§ TO DO: Gather every line from the items that contains the string "gauge".

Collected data

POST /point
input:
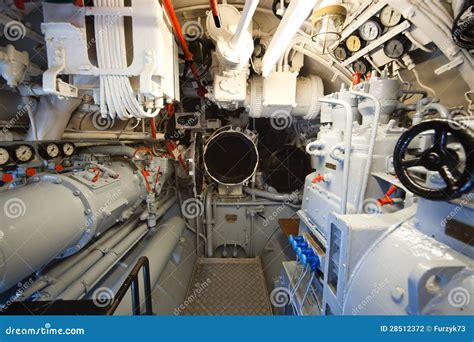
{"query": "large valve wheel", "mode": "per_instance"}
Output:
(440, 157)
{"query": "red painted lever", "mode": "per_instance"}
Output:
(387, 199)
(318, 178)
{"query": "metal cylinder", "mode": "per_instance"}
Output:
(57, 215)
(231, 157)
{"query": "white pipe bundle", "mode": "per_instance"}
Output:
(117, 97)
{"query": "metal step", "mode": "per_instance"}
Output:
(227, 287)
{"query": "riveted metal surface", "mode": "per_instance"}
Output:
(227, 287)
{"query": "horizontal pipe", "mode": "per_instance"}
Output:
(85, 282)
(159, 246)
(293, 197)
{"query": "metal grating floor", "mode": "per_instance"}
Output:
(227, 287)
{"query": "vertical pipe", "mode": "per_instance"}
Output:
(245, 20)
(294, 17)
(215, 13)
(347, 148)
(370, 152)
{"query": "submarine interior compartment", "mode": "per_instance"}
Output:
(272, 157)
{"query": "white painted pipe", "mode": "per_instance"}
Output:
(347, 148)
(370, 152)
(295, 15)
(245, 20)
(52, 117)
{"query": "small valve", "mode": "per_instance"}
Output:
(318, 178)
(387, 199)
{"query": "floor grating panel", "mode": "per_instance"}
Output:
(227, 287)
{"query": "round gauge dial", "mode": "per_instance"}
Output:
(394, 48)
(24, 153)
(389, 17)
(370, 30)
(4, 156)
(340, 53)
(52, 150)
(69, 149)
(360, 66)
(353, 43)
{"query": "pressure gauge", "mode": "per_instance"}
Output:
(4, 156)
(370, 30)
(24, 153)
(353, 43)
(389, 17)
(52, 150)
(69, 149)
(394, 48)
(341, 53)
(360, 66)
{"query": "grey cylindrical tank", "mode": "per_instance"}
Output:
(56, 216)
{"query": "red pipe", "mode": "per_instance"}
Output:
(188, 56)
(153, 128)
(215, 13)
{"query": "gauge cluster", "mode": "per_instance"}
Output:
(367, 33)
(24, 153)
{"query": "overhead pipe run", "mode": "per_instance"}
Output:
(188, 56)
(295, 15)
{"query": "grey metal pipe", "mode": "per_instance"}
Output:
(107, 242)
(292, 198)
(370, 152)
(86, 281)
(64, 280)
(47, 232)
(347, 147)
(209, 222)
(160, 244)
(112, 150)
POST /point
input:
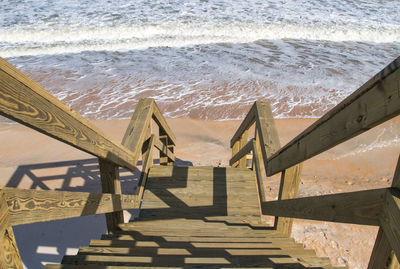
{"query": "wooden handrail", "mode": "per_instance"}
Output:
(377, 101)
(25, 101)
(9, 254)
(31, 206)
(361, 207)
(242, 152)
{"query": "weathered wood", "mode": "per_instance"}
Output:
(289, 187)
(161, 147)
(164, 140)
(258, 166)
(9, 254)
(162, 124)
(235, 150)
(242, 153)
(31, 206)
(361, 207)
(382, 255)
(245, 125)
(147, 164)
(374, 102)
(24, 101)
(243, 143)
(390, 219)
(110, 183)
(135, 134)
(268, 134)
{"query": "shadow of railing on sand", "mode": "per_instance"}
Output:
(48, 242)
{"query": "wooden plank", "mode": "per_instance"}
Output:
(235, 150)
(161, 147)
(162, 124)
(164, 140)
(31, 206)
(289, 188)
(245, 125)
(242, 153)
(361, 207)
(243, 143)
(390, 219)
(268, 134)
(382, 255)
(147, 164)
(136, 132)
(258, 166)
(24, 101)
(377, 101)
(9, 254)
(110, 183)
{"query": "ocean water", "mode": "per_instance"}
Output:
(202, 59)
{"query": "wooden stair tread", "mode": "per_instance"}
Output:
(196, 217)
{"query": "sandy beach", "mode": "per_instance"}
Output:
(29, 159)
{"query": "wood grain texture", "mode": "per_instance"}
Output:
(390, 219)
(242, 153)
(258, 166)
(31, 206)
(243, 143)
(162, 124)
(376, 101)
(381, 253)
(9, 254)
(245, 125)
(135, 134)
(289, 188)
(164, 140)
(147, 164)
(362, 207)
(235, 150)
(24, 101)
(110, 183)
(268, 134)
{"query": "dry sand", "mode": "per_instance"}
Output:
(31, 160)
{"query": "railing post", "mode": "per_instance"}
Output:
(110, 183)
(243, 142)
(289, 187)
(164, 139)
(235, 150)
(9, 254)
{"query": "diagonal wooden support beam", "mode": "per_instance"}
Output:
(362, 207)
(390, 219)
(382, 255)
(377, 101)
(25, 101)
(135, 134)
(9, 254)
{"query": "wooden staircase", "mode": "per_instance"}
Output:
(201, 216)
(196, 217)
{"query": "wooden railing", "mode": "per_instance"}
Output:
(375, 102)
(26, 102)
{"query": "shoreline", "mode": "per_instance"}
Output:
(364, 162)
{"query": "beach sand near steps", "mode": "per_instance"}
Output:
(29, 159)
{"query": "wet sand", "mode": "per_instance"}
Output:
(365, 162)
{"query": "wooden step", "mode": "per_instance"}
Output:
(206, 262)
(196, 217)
...
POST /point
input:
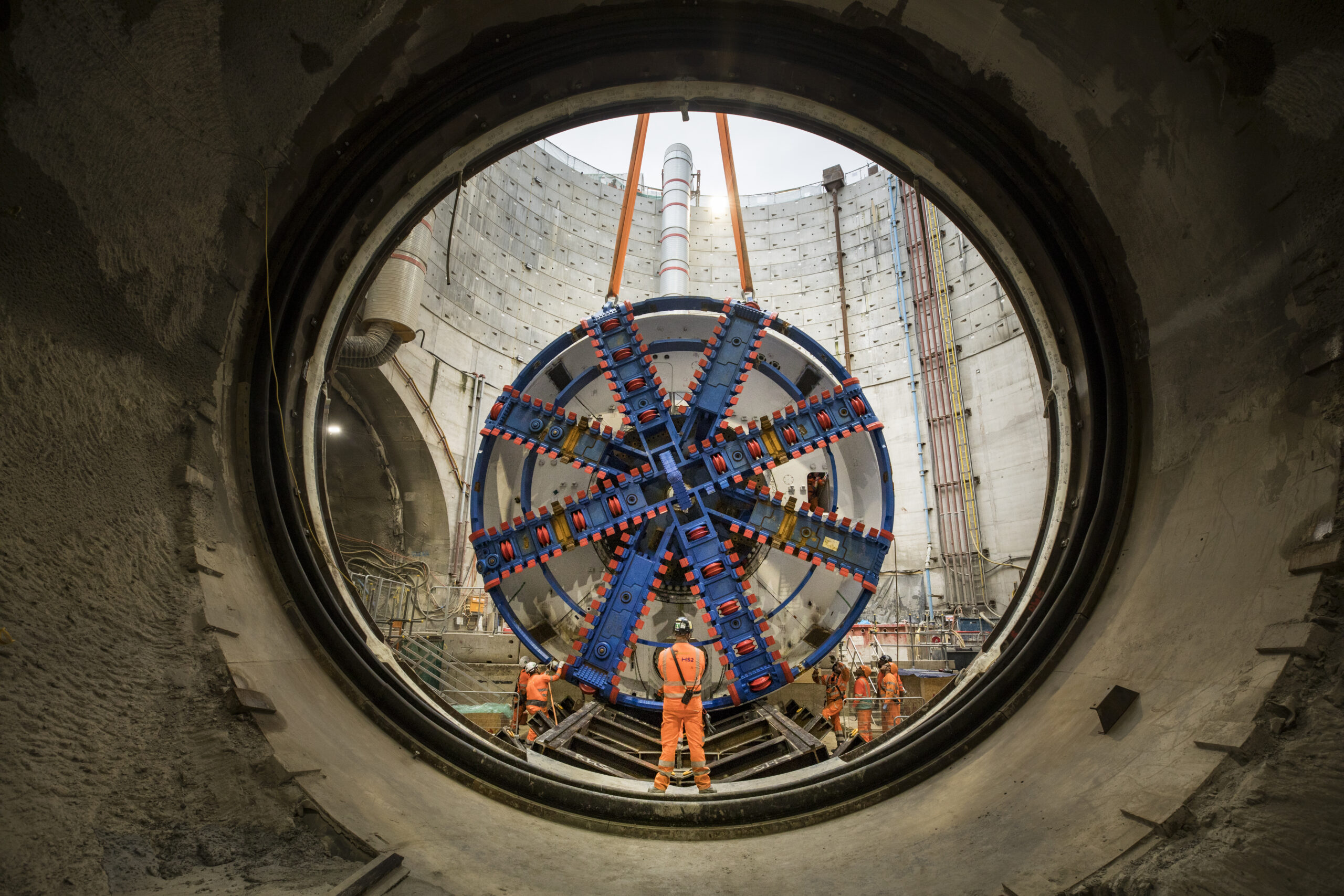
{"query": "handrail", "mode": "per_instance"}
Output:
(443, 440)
* * *
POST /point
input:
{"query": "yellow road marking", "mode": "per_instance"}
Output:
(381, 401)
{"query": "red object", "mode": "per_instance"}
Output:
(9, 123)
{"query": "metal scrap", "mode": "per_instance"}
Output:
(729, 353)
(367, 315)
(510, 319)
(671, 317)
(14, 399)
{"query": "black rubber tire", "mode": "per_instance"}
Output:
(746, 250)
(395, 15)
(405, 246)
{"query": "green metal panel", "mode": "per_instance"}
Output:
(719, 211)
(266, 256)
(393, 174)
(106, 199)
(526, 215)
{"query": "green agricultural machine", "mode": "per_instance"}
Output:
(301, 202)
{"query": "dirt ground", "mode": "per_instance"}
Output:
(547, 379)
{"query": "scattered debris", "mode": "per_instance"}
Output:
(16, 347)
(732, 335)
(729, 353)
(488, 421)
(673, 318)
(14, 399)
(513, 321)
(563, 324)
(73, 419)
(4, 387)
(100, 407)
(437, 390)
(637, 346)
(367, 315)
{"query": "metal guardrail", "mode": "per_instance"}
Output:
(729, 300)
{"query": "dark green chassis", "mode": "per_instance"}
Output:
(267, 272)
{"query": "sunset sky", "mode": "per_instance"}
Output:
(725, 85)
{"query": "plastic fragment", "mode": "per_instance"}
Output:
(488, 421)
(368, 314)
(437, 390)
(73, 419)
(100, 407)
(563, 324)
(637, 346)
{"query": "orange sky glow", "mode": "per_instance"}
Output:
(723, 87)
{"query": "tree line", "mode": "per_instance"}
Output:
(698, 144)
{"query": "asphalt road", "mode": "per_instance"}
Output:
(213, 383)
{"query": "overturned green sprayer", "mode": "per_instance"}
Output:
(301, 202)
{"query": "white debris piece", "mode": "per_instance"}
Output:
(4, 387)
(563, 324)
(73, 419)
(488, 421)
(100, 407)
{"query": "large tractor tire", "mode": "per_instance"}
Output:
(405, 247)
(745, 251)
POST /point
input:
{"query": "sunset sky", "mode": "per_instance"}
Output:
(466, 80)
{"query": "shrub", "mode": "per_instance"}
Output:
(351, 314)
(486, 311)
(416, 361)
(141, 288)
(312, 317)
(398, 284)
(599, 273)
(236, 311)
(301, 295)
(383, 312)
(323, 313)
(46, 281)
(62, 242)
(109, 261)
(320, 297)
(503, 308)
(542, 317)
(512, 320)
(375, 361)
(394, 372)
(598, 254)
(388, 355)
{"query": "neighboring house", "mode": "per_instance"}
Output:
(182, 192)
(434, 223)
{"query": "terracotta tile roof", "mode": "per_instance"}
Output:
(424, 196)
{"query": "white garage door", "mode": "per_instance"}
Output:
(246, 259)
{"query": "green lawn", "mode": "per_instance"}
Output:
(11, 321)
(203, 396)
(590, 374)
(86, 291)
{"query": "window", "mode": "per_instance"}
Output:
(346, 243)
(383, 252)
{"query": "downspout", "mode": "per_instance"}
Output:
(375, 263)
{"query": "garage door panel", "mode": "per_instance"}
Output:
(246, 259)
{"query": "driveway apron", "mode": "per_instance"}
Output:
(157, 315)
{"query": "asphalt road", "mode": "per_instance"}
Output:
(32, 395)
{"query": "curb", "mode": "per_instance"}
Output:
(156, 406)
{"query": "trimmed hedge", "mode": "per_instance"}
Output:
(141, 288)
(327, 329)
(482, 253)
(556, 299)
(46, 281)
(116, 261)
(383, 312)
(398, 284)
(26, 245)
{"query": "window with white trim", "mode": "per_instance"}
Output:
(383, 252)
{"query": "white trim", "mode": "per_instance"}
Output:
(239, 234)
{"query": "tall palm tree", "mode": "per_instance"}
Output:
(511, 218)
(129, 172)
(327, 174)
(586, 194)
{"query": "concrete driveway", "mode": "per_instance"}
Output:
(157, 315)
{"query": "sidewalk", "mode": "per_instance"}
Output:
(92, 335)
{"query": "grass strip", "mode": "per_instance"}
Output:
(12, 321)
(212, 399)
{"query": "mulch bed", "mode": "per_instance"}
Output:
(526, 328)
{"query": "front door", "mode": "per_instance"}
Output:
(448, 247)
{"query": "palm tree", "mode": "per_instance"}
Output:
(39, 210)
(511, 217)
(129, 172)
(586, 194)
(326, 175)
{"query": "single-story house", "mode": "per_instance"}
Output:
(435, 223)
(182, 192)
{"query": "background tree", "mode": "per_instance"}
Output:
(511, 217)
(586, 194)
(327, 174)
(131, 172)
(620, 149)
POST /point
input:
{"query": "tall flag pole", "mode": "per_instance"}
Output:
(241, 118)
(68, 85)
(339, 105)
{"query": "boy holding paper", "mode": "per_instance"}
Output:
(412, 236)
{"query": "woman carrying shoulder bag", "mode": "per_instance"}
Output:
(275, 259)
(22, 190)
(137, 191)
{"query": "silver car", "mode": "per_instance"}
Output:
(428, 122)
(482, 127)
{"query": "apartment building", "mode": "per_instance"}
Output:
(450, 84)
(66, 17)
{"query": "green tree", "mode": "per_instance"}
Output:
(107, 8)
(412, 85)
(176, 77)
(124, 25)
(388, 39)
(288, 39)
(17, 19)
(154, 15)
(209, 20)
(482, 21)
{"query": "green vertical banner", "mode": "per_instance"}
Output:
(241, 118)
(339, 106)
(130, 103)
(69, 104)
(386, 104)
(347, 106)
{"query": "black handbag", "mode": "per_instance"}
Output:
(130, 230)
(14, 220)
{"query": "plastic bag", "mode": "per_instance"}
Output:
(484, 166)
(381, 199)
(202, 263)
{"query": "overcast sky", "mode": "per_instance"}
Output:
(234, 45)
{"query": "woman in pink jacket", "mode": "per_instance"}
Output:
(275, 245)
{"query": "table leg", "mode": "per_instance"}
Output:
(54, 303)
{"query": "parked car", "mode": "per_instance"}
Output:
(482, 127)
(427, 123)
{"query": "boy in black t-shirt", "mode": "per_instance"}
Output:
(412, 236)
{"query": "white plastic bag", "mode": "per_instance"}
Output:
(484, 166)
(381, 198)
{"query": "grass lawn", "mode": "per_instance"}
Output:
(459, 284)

§ FINAL RESULT:
{"query": "round gauge dial", "mode": "per_instance"}
{"query": "pressure gauge", "mode": "per_instance"}
{"query": "gauge cluster", "mode": "per_instance"}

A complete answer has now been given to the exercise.